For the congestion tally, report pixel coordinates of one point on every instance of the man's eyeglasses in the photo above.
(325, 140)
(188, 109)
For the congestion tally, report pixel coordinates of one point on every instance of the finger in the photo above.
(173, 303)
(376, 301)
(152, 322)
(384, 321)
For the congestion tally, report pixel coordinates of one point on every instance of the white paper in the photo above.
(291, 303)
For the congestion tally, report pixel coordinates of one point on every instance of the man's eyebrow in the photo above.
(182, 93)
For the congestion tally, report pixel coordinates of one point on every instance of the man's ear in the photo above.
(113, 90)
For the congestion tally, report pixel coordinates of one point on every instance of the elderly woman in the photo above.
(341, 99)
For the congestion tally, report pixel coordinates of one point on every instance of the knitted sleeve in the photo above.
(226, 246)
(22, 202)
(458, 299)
---
• _Work to be completed_: The records above should be printed in full, exactly as they appear.

• _Task output_:
For the congestion tally, report pixel coordinates of one point on every instance of the man's eyeglasses in the photo above.
(325, 140)
(188, 109)
For the congestion tally, report pixel coordinates of one point on every instance of the finger in the photo above.
(173, 303)
(376, 301)
(152, 322)
(384, 321)
For the congestion tally, report pixel coordinates of one point on every instance of the white paper in the photo above.
(291, 303)
For the congestion tally, report pixel coordinates of one point on every instance of the man's eyebrow in the photo above.
(182, 93)
For the congestion tally, report pixel coordinates of one point on every instance of the man's ear in the photo above.
(113, 90)
For the congestion tally, report pixel coordinates of one point on every instance of the elderly woman in the photo above.
(341, 99)
For the congestion tally, report pixel coordinates of one point on every instance of the knitted sleeve in the photo above.
(226, 246)
(22, 202)
(458, 299)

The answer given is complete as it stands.